On closer inspection, ancillary sections of the 1873 U.S. law portend the monetary developments of the twentieth century. Sections 15 and 16 prescribed that smaller denominations, from 50¢ to 1¢, were to be made in metals other than gold. An act of 1879 (Statutes at Large 1879, 7) made these subsidiary coins convertible, in sums of $20 or more, into “lawful money” (i.e., gold) on demand at the Treasury. Subsidiary coins were tokens: their value came not from metal within but from trust in the government’s promise to convert them into gold (dollars) upon demand.
In 1900, sections 15 and 16 were thought unremarkable, dealing as they did with a matter of subsidiary importance, a technical issue much like minting charges or employee salaries. Indeed, similar provisions for small change could be found in the monetary laws of other advanced countries, and monetary textbooks of the time routinely described what had become by then a “standard formula” for managing the supply of small change.
Yet it took centuries to devise the formula. And until it was devised, the supply of small change was an important and persistent problem. Furthermore, from our vantage one hundred and twenty-five years later, the more enduring features of the act of 1873 are sections 15 and 16: for today all parts of our money, not just small change, have now become “tokens,” convertible only into other tokens.
This book is about the “big problem of small change”: what the problem was, how it was solved and why it took so long, and what was learned in the process about broader monetary and fiscal affairs. A long struggle with the problem of small change eventually produced a practical solution. It also produced a monetary theory that was able to extend token coinage to the entire denomination structure and found the comprehensive fiat money system that prevails today.3
The enduring problem of small change
Western Europeans long struggled to sustain a proper mix of large and small denomination coins, and to free themselves of the belief that coins of all denominations should be full-bodied.

### RECORDED DATA
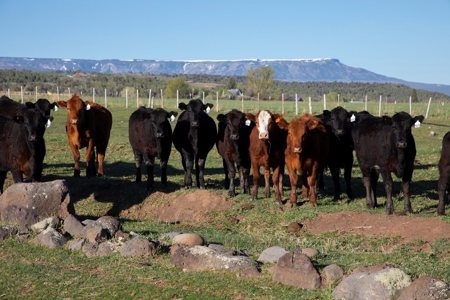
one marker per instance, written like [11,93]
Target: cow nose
[401,145]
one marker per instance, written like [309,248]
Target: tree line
[257,82]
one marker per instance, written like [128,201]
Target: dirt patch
[367,224]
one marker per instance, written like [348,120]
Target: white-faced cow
[150,136]
[385,145]
[88,125]
[267,144]
[194,136]
[233,140]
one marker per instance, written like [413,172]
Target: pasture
[28,271]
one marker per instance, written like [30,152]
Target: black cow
[150,136]
[22,146]
[384,145]
[233,141]
[444,173]
[337,124]
[194,136]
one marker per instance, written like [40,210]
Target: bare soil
[196,207]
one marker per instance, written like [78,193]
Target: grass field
[28,271]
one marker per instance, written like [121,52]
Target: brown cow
[306,151]
[88,125]
[267,144]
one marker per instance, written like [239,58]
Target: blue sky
[409,40]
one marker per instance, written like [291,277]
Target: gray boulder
[29,203]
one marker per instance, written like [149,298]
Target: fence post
[428,108]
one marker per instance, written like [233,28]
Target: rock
[73,226]
[383,285]
[29,203]
[138,246]
[272,254]
[331,274]
[295,268]
[311,253]
[75,244]
[96,234]
[190,239]
[426,288]
[6,231]
[49,238]
[294,227]
[197,258]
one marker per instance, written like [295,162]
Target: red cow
[88,125]
[267,144]
[306,151]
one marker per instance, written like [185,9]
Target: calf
[385,145]
[233,140]
[337,124]
[267,144]
[194,136]
[150,136]
[88,125]
[22,146]
[444,173]
[306,151]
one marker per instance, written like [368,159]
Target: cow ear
[30,105]
[250,117]
[61,103]
[182,106]
[222,118]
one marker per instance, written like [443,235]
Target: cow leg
[101,150]
[138,161]
[149,163]
[267,182]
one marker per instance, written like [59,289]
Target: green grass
[28,271]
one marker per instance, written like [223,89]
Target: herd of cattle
[307,145]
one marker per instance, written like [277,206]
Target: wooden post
[310,107]
[428,108]
[379,107]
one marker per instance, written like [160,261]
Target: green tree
[178,83]
[260,81]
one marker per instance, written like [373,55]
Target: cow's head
[339,119]
[76,109]
[194,109]
[401,124]
[158,118]
[265,122]
[235,121]
[298,131]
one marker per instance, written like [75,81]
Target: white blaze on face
[263,124]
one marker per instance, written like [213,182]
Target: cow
[150,136]
[22,146]
[267,144]
[194,136]
[444,173]
[88,125]
[233,141]
[337,124]
[385,145]
[306,152]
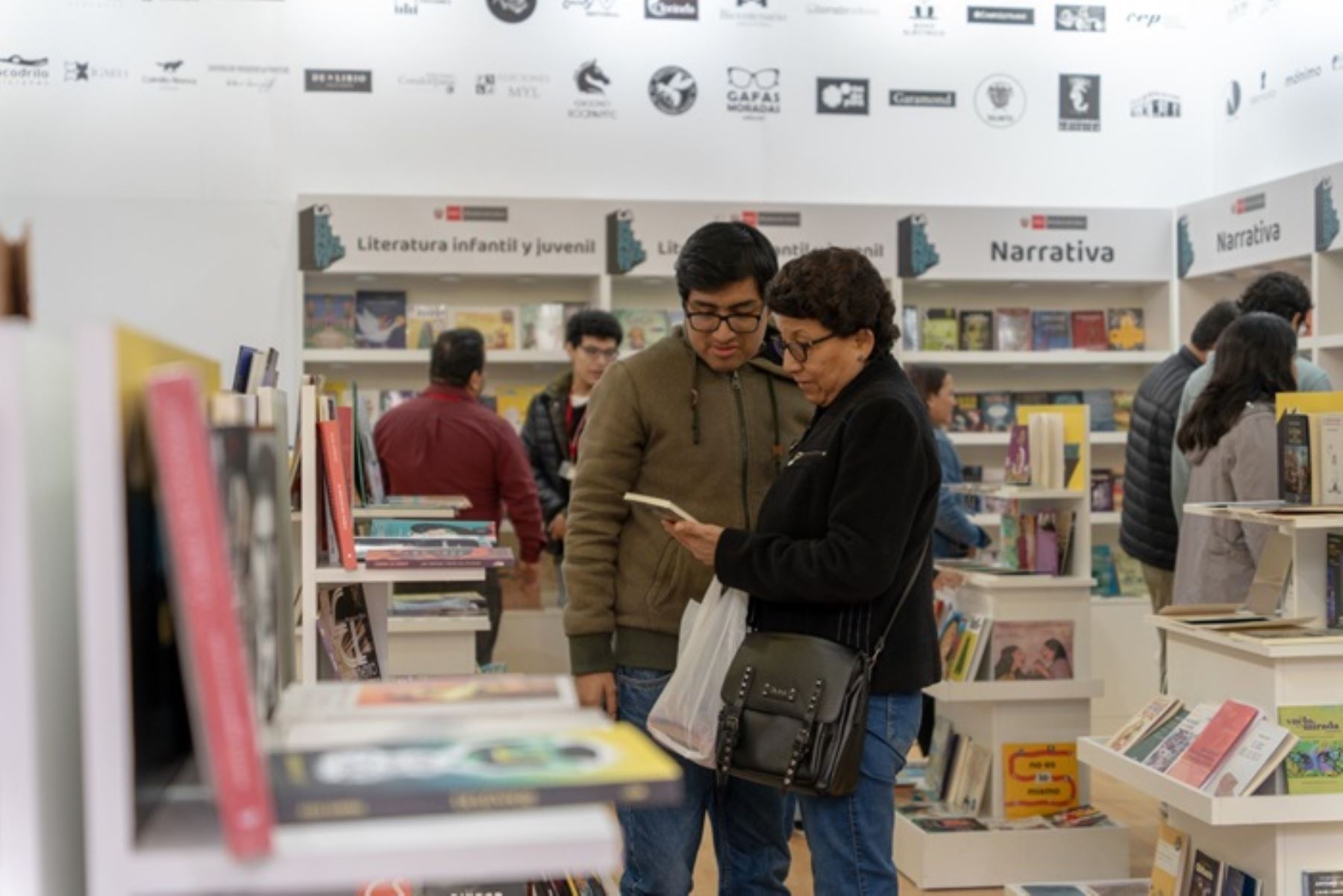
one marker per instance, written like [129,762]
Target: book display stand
[994,714]
[1274,836]
[40,842]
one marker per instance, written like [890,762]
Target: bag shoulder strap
[900,605]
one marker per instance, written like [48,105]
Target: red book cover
[1217,741]
[1091,330]
[438,558]
[203,592]
[337,489]
[345,417]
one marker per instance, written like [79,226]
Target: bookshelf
[40,808]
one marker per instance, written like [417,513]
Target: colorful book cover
[1101,404]
[379,319]
[1174,748]
[977,330]
[1034,651]
[1012,330]
[1126,330]
[543,327]
[1052,330]
[1294,448]
[498,325]
[1148,718]
[485,773]
[1315,763]
[1206,876]
[1168,864]
[939,330]
[425,324]
[642,327]
[1040,778]
[1089,330]
[328,322]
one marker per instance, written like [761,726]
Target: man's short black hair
[1277,293]
[592,323]
[1212,324]
[457,355]
[721,254]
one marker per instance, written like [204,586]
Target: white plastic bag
[685,718]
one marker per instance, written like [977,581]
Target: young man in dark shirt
[446,442]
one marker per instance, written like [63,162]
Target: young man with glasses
[555,419]
[701,418]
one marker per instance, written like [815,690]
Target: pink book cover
[1215,742]
[203,592]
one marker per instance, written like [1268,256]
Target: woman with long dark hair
[1230,439]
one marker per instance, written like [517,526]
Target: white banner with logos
[426,236]
[1034,243]
[1253,226]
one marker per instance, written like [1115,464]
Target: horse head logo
[590,78]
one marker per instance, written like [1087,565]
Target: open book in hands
[665,510]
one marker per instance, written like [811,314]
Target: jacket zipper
[745,448]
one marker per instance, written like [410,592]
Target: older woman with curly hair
[841,532]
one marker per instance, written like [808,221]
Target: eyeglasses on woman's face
[711,322]
[798,350]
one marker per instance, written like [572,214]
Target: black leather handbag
[795,709]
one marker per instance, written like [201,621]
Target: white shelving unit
[993,714]
[1274,837]
[40,809]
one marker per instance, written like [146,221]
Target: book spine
[204,595]
[337,488]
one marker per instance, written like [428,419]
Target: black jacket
[548,446]
[842,528]
[1148,530]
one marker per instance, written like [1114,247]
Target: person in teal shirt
[1276,293]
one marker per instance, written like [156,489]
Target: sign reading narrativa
[410,236]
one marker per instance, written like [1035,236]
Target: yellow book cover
[1076,449]
[498,325]
[1170,862]
[1040,780]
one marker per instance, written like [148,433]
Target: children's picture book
[379,319]
[977,330]
[1012,330]
[498,325]
[475,773]
[1036,651]
[642,327]
[1126,330]
[1315,763]
[1040,778]
[328,322]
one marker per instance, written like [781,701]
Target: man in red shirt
[446,442]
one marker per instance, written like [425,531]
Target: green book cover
[1145,748]
[1315,765]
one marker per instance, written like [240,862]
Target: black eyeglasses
[798,350]
[710,323]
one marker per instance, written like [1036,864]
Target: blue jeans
[750,830]
[852,837]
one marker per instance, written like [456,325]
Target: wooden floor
[1126,806]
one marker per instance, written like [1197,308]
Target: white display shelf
[1014,691]
[1001,857]
[975,439]
[419,357]
[336,575]
[181,850]
[1061,357]
[1212,810]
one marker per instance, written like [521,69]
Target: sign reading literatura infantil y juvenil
[1034,243]
[409,236]
[1252,226]
[645,238]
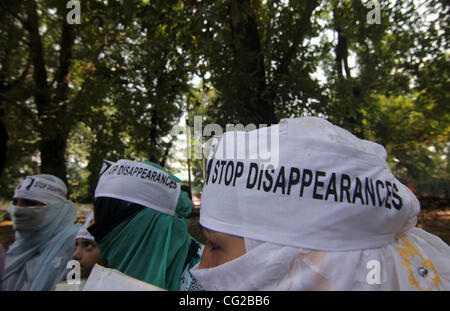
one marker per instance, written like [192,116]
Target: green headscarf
[151,246]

### GIVEN REQUEST A
Decide whether each statement below agrees with the passage on the problem of small change, answering yes or no and quoting the passage's deciding words: (i) An act of 1879 made subsidiary coins convertible into gold in sums of $20 or more; (ii) in 1900, sections 15 and 16 were regarded as a major innovation; (iii) sections 15 and 16 required coins from 50¢ to 1¢ to be made in gold.
### GIVEN REQUEST B
Resume the passage on the problem of small change, writing on from its final sentence.

### EXPECTED OUTPUT A
(i) Yes: "made these subsidiary coins convertible, in sums of $20 or more, into “lawful money” (i.e., gold) on demand at the Treasury."
(ii) No: "In 1900, sections 15 and 16 were thought unremarkable."
(iii) No: "were to be made in metals other than gold."

### EXPECTED OUTPUT B
The monetary system begun by Charlemagne about A.D. 800 had only one coin, the silver penny. From the end of the twelfth century, various states introduced larger denominations. To do so, they established a monetary system that embodied the prevailing views about money. At the time, European monetary authorities did not think of money as something whose value emerges from its role as medium of exchange. Instead, they shared a conception of money that ignored its moneyness and focused solely on the substance it contained, namely silver. Therefore, in their view, coins of all denominations should be full-bodied, and rates of exchange of coins of different denominations should reflect their relative metal contents. They understood how a commodity money anchored nominal prices, and they sought to maintain that anchor throughout the denomination structure. So they set up a system in which supplies of coins of all denominations were chosen by private citizens, who decided if and when to use metal to purchase new coins from the mint at prices set by the government.
In the following centuries, that system produced intermittent shortages of small denomination coins, persistent depreciations of small coins relative to large ones, and recurrent debasements of the small coins. Cipolla (1956, 31) stated that “Mediterranean Europe failed to discover a good and automatic device to control the quantity of petty coins to be left in circulation,” a failure that extended across Europe. He called this failure the “big problem of small change.”
By the middle of the nineteenth century, the mechanics of a sound system were well understood, thoroughly accepted, and widely implemented. According to Cipolla (1956, 27):
Every elementary textbook of economics gives the standard formula for maintaining a sound system of fractional money: to issue on government account small coins having a commodity value lower than their monetary value; to limit the quantity of these small coins in circulation; to provide convertibility with unit money.… Simple as this formula may seem, it took centuries to work it out. In England it was not applied until 1816, and in the United States it was not accepted before 1853.
The standard formula avoided shortages and depreciations of small denomination coins without causing inflation. It retained a commodity money anchor but did not impose it coin by coin. Instead, it made the smaller denominations into token coins, convertible into gold.
In 1900, J. Laurence Laughlin (1900, 113–14) described the standard formula and added: “As a matter of course, countries have not always had clear conceptions regarding this kind of money, so that the principles just enumerated have come forth only by a process of evolution out of experience.”
Thus, Cipolla, Laughlin, and others4 have highlighted the discrepancy between the formula’s simplicity and the time required to devise it. The aim of our book is to understand the sources of this discrepancy. We retrace events from 1200 to 1850, following three strands.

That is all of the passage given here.